Selected text:
<<<<
In the early days Jane was influenced by Robert Theobald's talks on impending environmental disasters and became motivated to deter the devastation. The approach she would take only became clear in 1971, after two events while visiting Nairobi. First, a game warden spoke about the human population which was moving so close to the park that the animals were receding. Another day she heard a native woman speak about the fact that their husbands were polygamous and having so many children. She was driven to look into the situation when she learned that the schools could no longer accommodate the growing numbers. Along came a US AID grant which allowed her to coordinate with Catholic agencies interested in "working out of the box."
Upon the advice of the Council of Foundations, Jane took her interest to the International Institute of Rural Reconstruction, a non-profit non-government organization aiming to improve the quality of lives of the rural poor in developing countries through sustainable, integrated, people-centered development strategy generated through practical field experience. Jane eagerly spoke with James Yen, Founder of IIRR and graduate of Yale University, to see what could be done; their conversation lasted four hours, uninterrupted by a monsoon which eliminated electricity.
Jane built the LOWO concept from research in rural communities of developing countries, using seven highly regarded development principles. She realized that traditional rural women and men needed help in a way that they could understand and appreciate. Jane started with what the people wanted and tried to improve what they could do, giving them ownership of the decisions governing their human existence.
>>>>
Provided data:
<<<<
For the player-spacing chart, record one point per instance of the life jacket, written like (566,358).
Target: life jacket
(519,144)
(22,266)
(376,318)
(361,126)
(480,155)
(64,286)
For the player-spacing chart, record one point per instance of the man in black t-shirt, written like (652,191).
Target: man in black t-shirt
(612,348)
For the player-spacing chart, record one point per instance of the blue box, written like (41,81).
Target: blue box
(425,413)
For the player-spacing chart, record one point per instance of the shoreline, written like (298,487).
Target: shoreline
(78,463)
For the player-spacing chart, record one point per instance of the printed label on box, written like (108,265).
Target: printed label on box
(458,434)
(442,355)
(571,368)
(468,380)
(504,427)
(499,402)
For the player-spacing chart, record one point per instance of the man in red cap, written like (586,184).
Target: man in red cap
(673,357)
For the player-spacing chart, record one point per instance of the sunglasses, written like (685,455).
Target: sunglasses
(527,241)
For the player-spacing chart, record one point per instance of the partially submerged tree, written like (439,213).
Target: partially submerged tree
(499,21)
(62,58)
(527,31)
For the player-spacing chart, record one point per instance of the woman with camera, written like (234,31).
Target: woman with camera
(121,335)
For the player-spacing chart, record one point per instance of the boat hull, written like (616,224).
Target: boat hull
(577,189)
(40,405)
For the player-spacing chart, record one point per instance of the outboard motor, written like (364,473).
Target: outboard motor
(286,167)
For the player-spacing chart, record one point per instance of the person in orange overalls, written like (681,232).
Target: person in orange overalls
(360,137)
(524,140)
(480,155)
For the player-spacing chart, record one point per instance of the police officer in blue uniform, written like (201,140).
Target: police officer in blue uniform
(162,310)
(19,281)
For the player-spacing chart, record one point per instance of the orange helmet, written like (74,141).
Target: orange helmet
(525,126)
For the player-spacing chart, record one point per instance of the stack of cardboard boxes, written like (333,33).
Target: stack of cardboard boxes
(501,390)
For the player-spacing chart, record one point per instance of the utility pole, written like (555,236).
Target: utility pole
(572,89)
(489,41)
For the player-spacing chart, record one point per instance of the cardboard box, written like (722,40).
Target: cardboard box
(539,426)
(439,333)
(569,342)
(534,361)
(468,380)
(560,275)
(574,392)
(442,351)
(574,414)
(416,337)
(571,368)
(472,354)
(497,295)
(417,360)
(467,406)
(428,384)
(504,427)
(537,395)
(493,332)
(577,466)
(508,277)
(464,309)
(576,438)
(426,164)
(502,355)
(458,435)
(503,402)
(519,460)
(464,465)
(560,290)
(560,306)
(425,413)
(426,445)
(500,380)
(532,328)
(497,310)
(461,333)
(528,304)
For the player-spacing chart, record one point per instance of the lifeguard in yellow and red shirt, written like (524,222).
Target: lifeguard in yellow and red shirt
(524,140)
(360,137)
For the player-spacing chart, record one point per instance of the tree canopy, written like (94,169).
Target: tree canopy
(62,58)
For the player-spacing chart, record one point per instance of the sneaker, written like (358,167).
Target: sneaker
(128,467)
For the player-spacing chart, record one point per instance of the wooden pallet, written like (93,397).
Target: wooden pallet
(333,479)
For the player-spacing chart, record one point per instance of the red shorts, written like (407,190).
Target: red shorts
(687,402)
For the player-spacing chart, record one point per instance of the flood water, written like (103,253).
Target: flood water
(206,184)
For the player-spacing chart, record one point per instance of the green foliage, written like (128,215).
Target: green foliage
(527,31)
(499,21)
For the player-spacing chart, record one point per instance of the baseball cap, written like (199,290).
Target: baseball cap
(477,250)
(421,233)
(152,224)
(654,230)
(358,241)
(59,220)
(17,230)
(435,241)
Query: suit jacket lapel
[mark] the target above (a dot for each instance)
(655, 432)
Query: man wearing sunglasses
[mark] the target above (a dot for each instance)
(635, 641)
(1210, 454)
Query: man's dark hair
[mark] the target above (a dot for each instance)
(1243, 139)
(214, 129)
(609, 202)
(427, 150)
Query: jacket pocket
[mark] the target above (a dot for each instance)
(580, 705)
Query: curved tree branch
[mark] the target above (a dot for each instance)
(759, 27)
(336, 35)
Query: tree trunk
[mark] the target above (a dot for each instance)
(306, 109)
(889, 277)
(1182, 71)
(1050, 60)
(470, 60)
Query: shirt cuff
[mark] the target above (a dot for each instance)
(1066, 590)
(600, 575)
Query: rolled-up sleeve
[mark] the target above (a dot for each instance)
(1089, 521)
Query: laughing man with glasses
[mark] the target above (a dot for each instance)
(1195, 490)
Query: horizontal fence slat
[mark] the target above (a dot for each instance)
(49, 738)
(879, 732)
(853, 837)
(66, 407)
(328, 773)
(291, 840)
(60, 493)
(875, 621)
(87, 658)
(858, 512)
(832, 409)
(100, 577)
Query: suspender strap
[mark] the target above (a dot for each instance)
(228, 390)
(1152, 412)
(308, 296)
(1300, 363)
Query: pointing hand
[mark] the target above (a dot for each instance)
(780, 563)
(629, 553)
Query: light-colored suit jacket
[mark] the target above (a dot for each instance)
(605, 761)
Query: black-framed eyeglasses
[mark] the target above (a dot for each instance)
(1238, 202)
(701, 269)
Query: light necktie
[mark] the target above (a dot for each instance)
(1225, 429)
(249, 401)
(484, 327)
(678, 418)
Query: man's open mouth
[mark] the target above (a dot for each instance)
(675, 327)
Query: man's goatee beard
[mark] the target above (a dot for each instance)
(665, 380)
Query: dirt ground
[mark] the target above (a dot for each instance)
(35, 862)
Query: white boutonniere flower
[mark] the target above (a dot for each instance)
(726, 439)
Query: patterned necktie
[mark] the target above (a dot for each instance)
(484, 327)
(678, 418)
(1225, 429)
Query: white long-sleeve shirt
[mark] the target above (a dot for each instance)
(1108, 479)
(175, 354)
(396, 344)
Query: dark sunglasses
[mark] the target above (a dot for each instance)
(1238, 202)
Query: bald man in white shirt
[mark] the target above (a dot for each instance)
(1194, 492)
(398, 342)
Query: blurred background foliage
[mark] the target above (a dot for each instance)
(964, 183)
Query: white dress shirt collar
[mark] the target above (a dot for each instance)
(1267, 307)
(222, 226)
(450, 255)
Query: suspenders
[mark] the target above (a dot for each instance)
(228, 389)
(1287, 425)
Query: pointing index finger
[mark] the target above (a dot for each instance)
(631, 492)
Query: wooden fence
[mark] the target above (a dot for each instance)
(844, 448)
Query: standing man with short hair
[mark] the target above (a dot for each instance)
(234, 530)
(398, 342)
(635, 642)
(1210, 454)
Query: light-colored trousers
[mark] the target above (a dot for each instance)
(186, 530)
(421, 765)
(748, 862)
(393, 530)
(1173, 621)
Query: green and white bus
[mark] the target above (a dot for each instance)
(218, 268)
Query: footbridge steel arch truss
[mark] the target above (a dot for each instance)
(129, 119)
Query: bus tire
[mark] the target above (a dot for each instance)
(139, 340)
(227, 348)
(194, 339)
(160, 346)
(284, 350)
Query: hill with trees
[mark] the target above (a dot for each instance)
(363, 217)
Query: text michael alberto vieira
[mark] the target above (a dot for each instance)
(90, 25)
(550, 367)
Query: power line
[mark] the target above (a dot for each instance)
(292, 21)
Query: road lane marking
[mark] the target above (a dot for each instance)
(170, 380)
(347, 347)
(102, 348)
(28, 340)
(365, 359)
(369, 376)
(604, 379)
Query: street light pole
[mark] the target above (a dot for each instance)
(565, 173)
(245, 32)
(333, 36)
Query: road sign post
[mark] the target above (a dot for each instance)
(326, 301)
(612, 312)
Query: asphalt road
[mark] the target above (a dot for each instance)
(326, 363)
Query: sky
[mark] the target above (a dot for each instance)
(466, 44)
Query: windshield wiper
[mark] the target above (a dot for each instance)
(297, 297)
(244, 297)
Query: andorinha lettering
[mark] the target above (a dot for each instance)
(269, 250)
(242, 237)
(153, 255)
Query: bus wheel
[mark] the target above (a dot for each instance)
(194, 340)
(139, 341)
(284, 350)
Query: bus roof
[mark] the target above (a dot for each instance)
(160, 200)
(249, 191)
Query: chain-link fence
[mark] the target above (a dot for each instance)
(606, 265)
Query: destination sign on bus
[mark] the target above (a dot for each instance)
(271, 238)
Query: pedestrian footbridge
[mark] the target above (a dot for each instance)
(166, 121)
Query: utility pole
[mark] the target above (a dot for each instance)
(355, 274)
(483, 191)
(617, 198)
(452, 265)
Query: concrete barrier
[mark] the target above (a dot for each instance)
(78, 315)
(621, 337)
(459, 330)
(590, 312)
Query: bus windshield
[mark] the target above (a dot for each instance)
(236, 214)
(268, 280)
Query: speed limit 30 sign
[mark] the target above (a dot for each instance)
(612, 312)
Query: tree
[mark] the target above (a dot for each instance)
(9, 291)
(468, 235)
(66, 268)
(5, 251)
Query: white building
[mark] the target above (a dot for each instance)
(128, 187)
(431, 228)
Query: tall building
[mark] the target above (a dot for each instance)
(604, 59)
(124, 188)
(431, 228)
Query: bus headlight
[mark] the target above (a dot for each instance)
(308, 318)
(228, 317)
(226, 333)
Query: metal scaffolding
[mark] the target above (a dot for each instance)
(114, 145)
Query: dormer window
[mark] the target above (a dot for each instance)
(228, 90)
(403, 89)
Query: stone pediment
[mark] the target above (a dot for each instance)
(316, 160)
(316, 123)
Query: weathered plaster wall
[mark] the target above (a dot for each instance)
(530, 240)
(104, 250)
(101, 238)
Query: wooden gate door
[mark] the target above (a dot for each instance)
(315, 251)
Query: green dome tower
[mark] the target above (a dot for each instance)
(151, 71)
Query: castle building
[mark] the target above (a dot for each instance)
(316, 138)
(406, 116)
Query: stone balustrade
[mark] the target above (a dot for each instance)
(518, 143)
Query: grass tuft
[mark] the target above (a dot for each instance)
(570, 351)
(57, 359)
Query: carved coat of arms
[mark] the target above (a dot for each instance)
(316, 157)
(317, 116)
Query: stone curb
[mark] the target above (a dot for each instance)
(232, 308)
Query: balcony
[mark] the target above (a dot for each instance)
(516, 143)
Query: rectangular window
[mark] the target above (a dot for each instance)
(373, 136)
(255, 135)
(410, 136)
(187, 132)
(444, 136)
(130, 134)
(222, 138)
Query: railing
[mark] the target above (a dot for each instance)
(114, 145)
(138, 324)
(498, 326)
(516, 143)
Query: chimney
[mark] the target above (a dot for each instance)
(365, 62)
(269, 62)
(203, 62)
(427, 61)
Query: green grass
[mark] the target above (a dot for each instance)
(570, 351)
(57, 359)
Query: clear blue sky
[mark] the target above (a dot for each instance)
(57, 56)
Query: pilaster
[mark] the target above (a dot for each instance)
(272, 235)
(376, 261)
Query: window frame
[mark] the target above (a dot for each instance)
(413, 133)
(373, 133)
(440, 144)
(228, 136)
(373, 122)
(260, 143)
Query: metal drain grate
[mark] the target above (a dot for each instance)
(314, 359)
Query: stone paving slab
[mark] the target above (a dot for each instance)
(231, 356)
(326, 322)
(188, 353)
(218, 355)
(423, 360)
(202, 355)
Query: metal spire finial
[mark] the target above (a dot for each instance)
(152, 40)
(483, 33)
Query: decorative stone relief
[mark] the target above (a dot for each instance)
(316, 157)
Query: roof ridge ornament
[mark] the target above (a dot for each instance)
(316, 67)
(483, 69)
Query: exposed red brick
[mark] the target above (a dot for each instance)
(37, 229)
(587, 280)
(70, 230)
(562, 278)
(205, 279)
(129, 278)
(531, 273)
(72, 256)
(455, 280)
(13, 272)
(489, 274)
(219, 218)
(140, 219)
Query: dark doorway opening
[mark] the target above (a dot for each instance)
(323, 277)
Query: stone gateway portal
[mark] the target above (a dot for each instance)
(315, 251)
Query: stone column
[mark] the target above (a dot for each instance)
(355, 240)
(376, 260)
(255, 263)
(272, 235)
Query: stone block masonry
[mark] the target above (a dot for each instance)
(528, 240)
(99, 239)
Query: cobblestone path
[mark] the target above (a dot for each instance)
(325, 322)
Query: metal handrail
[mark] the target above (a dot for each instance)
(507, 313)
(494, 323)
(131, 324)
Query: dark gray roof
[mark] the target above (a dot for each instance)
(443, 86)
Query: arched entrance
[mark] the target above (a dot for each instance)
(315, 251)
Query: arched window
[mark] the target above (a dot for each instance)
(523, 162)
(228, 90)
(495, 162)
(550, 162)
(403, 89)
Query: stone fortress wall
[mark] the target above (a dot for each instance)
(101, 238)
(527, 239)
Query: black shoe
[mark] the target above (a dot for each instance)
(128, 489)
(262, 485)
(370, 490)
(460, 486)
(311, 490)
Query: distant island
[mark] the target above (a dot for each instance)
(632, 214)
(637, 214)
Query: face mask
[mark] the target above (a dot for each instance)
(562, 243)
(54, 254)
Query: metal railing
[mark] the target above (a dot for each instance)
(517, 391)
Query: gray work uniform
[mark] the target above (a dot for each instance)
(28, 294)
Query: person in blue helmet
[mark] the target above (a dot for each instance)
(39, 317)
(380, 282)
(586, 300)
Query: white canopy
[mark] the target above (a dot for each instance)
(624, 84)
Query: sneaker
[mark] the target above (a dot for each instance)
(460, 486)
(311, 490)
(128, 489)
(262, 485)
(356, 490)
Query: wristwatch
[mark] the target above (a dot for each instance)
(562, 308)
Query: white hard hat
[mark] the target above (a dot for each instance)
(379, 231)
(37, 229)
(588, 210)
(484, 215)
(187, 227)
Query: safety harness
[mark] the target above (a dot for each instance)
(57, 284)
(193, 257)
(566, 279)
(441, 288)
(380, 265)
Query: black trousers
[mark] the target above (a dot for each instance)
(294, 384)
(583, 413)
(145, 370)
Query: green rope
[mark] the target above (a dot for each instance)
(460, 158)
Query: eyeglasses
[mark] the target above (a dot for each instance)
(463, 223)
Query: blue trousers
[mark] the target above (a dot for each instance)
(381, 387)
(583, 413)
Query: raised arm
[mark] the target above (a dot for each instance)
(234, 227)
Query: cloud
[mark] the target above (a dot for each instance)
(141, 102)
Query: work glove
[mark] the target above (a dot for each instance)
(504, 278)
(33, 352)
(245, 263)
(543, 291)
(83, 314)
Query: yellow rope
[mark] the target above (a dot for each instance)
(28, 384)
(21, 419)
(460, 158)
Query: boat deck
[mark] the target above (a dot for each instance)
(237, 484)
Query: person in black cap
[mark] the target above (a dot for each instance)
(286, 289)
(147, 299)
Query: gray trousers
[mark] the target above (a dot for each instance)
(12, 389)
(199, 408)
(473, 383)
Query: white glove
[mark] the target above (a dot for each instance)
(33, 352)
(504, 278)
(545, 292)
>>>>
Assignment:
Copy the passage about Jane's work, starting at "Jane built the" and ending at "their human existence.".

Written reply:
Jane built the LOWO concept from research in rural communities of developing countries, using seven highly regarded development principles. She realized that traditional rural women and men needed help in a way that they could understand and appreciate. Jane started with what the people wanted and tried to improve what they could do, giving them ownership of the decisions governing their human existence.